== Excerpted records ==
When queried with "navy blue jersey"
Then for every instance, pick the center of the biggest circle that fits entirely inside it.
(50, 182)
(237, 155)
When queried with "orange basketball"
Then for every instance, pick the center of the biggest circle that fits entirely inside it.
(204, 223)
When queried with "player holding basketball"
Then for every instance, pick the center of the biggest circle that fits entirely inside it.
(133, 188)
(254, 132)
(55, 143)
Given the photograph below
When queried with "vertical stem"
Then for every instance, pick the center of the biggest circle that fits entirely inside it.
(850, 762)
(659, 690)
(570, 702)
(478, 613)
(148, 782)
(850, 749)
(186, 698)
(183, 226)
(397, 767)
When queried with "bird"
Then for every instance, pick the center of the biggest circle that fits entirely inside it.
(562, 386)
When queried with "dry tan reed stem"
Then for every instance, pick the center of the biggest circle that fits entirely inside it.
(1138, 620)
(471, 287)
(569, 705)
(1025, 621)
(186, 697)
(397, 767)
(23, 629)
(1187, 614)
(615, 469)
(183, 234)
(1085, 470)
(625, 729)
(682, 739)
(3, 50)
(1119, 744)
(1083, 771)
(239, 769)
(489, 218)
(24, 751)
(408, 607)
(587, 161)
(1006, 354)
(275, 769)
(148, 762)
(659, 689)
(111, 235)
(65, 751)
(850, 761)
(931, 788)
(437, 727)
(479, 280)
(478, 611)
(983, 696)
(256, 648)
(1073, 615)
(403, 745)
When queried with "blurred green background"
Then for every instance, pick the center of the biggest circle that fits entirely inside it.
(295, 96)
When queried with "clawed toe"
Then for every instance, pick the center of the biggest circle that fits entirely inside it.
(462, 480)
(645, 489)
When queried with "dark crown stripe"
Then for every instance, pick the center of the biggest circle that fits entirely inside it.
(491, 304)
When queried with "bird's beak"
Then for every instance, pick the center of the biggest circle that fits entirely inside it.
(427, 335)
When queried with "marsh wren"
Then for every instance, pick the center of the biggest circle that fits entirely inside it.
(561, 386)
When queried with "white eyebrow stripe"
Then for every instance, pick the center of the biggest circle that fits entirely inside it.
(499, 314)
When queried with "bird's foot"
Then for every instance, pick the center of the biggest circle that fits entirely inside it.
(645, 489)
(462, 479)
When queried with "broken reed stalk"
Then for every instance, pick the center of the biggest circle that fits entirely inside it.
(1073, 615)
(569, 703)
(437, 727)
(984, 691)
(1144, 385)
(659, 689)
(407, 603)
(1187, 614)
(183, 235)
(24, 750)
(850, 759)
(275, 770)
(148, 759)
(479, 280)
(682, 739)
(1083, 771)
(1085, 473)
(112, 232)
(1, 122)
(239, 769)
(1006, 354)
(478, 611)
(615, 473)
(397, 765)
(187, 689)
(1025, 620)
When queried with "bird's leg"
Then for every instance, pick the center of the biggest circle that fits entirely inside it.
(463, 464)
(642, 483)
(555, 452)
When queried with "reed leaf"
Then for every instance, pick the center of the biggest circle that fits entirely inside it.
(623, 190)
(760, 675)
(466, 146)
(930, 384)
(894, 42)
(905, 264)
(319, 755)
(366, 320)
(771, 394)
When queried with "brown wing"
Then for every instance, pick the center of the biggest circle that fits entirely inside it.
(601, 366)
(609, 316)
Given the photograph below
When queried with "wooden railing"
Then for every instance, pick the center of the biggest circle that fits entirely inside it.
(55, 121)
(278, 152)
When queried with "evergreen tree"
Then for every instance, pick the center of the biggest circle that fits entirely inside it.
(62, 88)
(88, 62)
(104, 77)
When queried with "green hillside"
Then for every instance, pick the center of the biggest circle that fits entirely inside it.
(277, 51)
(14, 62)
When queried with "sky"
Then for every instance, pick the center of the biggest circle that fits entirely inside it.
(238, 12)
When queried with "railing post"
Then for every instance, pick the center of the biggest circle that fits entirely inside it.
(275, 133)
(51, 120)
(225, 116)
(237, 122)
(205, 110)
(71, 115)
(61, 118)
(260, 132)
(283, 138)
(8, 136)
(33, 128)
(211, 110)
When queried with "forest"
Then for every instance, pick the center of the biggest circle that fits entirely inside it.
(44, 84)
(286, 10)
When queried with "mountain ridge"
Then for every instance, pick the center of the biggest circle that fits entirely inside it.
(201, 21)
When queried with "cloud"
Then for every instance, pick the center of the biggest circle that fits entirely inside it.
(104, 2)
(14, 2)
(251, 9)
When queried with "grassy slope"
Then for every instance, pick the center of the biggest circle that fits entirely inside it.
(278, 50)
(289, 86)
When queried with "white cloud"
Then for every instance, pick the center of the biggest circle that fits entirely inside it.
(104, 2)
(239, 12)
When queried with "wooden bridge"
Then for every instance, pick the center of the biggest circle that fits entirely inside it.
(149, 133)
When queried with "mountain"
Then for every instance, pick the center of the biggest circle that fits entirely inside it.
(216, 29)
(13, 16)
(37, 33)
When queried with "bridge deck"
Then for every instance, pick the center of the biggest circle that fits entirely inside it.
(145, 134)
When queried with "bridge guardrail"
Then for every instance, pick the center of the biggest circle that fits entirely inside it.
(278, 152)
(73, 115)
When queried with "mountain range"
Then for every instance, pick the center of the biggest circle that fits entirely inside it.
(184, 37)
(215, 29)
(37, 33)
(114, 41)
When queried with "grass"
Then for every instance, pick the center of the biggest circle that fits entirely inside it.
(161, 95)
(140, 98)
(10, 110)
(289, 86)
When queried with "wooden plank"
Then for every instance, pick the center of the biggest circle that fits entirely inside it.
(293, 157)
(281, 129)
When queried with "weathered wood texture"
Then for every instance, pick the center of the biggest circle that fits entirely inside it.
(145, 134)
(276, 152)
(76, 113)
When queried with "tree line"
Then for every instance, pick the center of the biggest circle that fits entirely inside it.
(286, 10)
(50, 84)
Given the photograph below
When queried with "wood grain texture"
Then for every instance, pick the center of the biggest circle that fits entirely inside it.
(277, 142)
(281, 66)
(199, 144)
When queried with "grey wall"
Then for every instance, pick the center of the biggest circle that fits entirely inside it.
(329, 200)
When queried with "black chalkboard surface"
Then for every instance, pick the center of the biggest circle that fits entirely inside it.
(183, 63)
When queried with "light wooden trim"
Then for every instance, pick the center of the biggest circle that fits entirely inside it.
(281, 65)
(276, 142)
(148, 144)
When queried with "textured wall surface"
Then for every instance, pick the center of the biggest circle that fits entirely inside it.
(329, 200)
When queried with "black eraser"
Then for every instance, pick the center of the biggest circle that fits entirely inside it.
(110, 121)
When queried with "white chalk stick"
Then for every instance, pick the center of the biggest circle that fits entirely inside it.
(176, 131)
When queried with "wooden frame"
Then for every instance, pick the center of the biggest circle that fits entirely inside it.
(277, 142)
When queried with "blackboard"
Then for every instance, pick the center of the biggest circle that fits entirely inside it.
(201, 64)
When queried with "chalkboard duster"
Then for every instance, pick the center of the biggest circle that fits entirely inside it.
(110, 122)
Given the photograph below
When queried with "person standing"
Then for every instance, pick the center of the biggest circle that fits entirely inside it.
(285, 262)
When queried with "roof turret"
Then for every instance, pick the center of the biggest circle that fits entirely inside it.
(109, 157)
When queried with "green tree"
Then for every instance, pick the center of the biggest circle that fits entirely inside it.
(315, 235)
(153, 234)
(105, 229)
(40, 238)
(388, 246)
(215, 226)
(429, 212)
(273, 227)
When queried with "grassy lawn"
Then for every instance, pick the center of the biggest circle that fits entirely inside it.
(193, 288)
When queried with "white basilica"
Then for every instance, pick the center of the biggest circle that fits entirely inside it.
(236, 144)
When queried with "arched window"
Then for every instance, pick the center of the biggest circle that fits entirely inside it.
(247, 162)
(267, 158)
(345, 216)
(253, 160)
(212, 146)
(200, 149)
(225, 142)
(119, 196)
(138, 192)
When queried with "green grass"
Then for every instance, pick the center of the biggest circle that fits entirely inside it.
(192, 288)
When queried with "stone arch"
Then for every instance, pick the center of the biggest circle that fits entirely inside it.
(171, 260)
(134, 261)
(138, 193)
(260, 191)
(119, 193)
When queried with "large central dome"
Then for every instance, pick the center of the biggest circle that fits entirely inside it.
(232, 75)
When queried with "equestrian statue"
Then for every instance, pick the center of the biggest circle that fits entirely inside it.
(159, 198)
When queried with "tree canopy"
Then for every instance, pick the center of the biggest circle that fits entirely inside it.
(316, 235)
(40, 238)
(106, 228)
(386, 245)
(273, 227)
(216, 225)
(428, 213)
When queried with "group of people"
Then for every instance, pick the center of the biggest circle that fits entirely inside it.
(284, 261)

== Work to be completed ==
Pull out each line of the records above that contains the word "surface" in that exact form, and copy those lines unchanged.

== The answer ==
When queried with "black chalkboard surface"
When queried with "textured wall surface"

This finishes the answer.